# A unique tool box hinge



## Chipncut (Aug 18, 2006)




----------



## CharlieM1958 (Nov 7, 2006)

Pretty cool, Dick!


----------



## Chipncut (Aug 18, 2006)

Thanks Charlie!
I might not make one, but someone may be interested.


----------



## jbertelson (Sep 26, 2009)

Pretty interesting mechanism. I may come back and take a look at that to see if it could be shoe horned into a wood mechanism….....but I have no use for it at the moment. But you never know.

Was on call for the weekend, so taking today off. Our weather has been either extremely cold, coldest January on record, I believe, or very snowy, also a near record breaking year.

Where or where is global warming when we need it?........(-:

I have a few projects and blogs to post. I will try to get all the pictures taken and catch up while on vacation. Leaving Thursday for a few days in Las Vegas with friends, then to Oregon for some medical stuff for Sherie (nothing life threatening), and to pick up a car for La Conner. Then will have 10 days in La Conner with nothing planned. There I may catch up with the blogging and projects.

Current project, not completed, but about one half done, is a unique cutoffs cart….......of course I never do anything from plans. If it ain't wierd, I am not interested….....(-:

Later…....

6 deg right now at noon, finally warming up…......


----------



## Danpaddles (Jan 26, 2012)

55 and sunshine in Indianapolis, more of the same tomorrow. We have all the global warming we want here!


----------



## Kentuk55 (Sep 21, 2010)

very interesting. thnx for the link


----------



## Chipncut (Aug 18, 2006)

*Hi Jim, in Cool, & Deep Anchorage Alaska!*

We've been setting records here too, but just the opposite . Our lawn finally was a snow cover, but not much. 
We've only had minus zero temps about two days so far. Maybe we'll get some normally cold weather in Feb. & March.

Saved data entries:
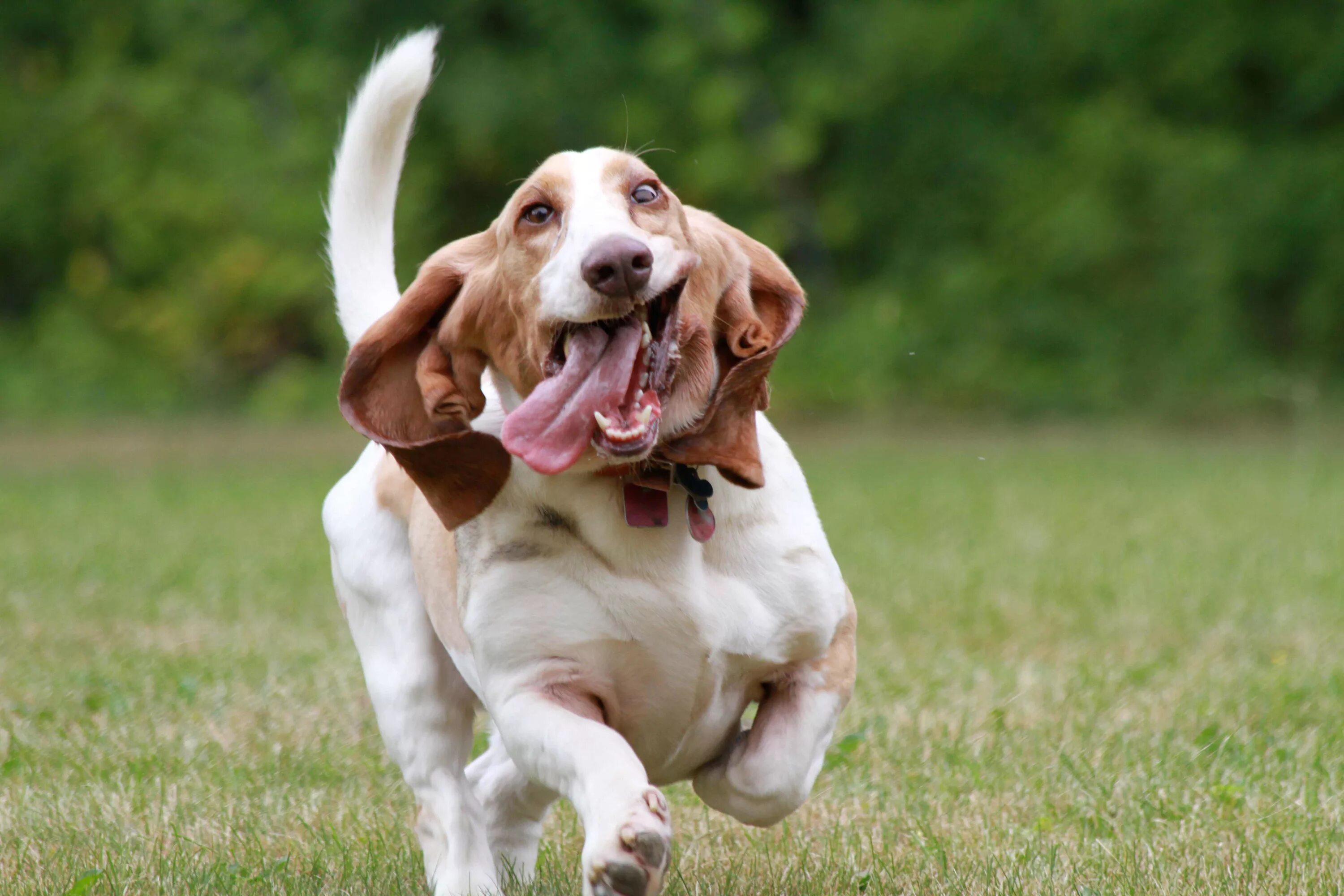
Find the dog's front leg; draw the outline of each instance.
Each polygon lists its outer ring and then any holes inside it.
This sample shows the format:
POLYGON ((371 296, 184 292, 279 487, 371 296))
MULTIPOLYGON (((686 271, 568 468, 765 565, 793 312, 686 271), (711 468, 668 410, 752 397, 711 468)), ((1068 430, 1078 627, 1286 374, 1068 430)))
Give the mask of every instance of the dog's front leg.
POLYGON ((802 805, 853 692, 855 623, 849 596, 827 653, 771 682, 751 727, 695 774, 700 799, 761 827, 802 805))
POLYGON ((521 685, 491 716, 517 767, 569 798, 583 821, 585 895, 661 892, 672 858, 668 802, 630 744, 603 724, 597 697, 573 685, 521 685))

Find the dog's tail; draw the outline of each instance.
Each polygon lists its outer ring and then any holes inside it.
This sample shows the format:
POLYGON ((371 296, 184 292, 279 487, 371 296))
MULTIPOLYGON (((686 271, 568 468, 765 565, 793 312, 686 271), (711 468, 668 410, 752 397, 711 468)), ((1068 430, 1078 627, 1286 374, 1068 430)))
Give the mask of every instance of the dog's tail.
POLYGON ((370 69, 349 105, 327 199, 336 314, 353 344, 396 304, 392 212, 415 107, 434 74, 437 28, 401 40, 370 69))

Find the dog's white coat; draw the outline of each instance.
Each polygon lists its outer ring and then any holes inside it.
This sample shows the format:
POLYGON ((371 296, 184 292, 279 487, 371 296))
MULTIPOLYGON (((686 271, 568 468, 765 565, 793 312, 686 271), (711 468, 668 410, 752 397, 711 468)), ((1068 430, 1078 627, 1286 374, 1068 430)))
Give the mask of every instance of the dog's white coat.
MULTIPOLYGON (((329 247, 352 341, 398 298, 396 179, 434 38, 413 35, 375 66, 337 154, 329 247)), ((585 156, 575 169, 593 171, 585 156)), ((629 223, 614 210, 585 208, 587 195, 577 191, 582 211, 543 271, 543 301, 574 320, 585 313, 575 304, 582 293, 566 277, 581 281, 583 243, 629 223)), ((488 384, 487 394, 474 426, 497 434, 499 394, 488 384)), ((323 521, 336 591, 379 729, 422 807, 417 833, 438 893, 495 892, 505 872, 530 875, 556 795, 585 825, 586 893, 603 866, 628 857, 622 832, 669 836, 652 785, 692 778, 708 805, 755 825, 805 799, 845 700, 806 664, 827 652, 849 602, 802 472, 763 416, 758 430, 765 488, 741 489, 711 470, 719 525, 703 545, 687 533, 676 490, 671 527, 632 529, 618 480, 546 477, 515 461, 491 508, 457 531, 466 650, 449 652, 435 637, 407 524, 376 498, 383 449, 370 445, 332 489, 323 521), (539 528, 539 508, 573 521, 581 537, 539 528), (511 552, 521 539, 544 552, 511 552), (786 700, 786 709, 749 740, 745 708, 785 672, 788 693, 767 692, 758 720, 771 700, 786 700), (609 724, 577 715, 544 686, 571 681, 603 695, 609 724), (495 731, 468 767, 477 701, 495 731)), ((646 892, 656 889, 650 881, 646 892)))

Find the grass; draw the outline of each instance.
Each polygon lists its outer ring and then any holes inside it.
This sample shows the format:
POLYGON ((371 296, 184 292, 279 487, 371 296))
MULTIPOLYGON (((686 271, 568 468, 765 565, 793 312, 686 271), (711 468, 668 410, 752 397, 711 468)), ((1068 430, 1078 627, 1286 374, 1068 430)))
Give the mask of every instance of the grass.
MULTIPOLYGON (((355 447, 0 438, 4 893, 422 892, 317 519, 355 447)), ((859 690, 784 825, 671 790, 669 893, 1341 891, 1337 442, 798 449, 859 690)), ((560 807, 530 892, 579 841, 560 807)))

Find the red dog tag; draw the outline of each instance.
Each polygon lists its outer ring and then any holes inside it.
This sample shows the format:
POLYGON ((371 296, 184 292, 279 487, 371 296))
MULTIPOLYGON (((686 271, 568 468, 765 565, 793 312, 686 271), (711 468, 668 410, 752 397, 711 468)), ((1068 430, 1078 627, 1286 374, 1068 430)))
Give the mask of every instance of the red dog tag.
POLYGON ((625 484, 625 523, 637 529, 661 529, 668 524, 667 489, 625 484))

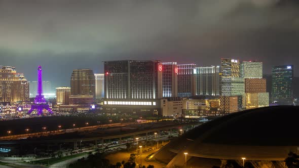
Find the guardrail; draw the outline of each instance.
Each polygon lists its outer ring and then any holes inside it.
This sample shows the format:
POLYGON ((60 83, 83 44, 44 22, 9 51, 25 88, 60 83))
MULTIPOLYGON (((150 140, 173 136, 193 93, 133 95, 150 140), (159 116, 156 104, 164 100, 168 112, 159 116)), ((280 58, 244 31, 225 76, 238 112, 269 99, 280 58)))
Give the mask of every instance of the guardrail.
POLYGON ((79 127, 70 129, 64 129, 64 130, 58 130, 55 131, 45 131, 42 132, 38 132, 35 133, 29 133, 29 134, 19 134, 19 135, 10 135, 7 136, 3 136, 0 137, 0 141, 1 140, 12 140, 12 139, 20 139, 22 138, 26 138, 30 137, 34 137, 36 136, 42 136, 42 135, 56 135, 56 134, 64 134, 65 133, 70 133, 73 132, 77 131, 81 131, 83 130, 89 130, 91 129, 97 129, 100 128, 103 128, 103 127, 111 127, 111 126, 115 126, 121 124, 121 123, 118 122, 118 123, 110 123, 107 124, 103 124, 103 125, 93 125, 93 126, 88 126, 88 127, 79 127))

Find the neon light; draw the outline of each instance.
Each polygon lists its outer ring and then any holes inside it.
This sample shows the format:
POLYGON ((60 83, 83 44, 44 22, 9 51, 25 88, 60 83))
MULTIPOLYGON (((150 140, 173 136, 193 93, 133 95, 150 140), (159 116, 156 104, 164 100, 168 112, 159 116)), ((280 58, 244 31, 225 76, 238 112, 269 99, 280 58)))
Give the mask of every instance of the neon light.
POLYGON ((34 103, 31 105, 31 108, 28 111, 28 113, 30 114, 33 110, 36 110, 37 114, 41 115, 43 114, 44 109, 49 113, 52 113, 52 110, 50 108, 49 104, 43 94, 43 69, 41 65, 39 65, 38 68, 38 90, 36 92, 34 103))
POLYGON ((162 65, 159 65, 159 67, 158 68, 158 69, 159 70, 159 71, 162 71, 162 65))

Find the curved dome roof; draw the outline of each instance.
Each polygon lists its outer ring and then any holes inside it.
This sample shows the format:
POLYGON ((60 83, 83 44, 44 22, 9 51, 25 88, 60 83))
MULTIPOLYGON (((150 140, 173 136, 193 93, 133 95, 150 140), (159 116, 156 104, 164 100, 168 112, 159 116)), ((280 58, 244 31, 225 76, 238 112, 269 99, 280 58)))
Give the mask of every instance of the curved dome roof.
POLYGON ((198 126, 163 150, 193 156, 281 160, 299 147, 299 106, 272 106, 232 113, 198 126))

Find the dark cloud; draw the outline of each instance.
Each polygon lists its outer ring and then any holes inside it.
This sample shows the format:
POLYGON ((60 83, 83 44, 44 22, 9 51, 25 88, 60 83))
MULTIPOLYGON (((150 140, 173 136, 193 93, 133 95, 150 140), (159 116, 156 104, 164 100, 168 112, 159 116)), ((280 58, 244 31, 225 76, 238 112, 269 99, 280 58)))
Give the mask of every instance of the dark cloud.
POLYGON ((299 5, 293 0, 0 0, 0 58, 34 79, 69 85, 74 68, 160 59, 199 66, 220 58, 293 64, 299 5), (276 58, 274 59, 274 58, 276 58))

Check your understanding
a) Name each distinct username that posts in the tool box hinge thread.
b) In the tool box hinge thread, turn the paragraph beginning "I have a few projects and blogs to post" into a short bulleted list that keeps its main facts.
c) Continue the tool box hinge thread, starting after Chipncut's last post.

Set of answers
a)
Chipncut
CharlieM1958
jbertelson
Danpaddles
Kentuk55

b)
- Has a few projects and blogs to post; will try to take all the pictures and catch up while on vacation
- Leaving Thursday for a few days in Las Vegas with friends
- Then to Oregon for some medical stuff for Sherie (nothing life threatening) and to pick up a car for La Conner
- Then 10 days in La Conner with nothing planned, where blogging and projects may get caught up

c)
You have a nice place in La Conner, absorb as much of it as you can. Also enjoy yourself in Vegas. I hope you don't have to hitchhike home. <O}$


----------



## Chipncut (Aug 18, 2006)

*You're Welcome! Roger!*

*I'm jealous Dan!*


----------



## a1Jim (Aug 9, 2008)

Thanks for sharing this hing with us Dick,


----------



## Chipncut (Aug 18, 2006)

*You're welcome Jim!

It's interesting!*


----------



## TopamaxSurvivor (May 2, 2008)

Nice find Dick. thanks for the post.


----------



## devann (Jan 11, 2011)

That was cool, thanks for sharing that with us.


----------



## LeeJ (Jul 4, 2007)

Hi Dick,

Clever.

Thanks for posting that.

Lee


----------



## Chipncut (Aug 18, 2006)

*You're welcome, Topa!*


----------



## Chipncut (Aug 18, 2006)

*You're welcome, Darrell!*


----------



## Chipncut (Aug 18, 2006)

*You're welcome, Lee!*

*I came upon this link by accident. I was searching for something else, & this turned up.*


----------



## jbertelson (Sep 26, 2009)

Thanks Dick, this is Wednesday afternoon, packing and organizing things for our vacation trip south. Of course we have a winter storm warning, but it looks like it ends this evening, so should get out all right in the morning. We leave at 0730 hrs. Alaska Airlines flys only 737's, but the ones coming here usually have heads up displays with a virtual runway displayed, and can land and take off with effectively zero visibility. The big problem is the occasional high winds. In Anchorage that means 80 to 100 mph gusts…..which never get any press anywhere else. Interesting. That kind of wind happens about every other year…....lose some shingles, but no other problems…......(-:

......the moose love it, cleans the velvet off their antlers…........(-:

......beavers hate it, strips the bark off their food cache….........(-:

Alaska. You know. Tough to be the biggest and baddest…......

........gotta get into my leather helmet, afix the goggles, silk scarf around my neck, tuck my pants into my boots, and put on the leather coat with the sheepskin collar…......

...and git out of here…......!!

Later…........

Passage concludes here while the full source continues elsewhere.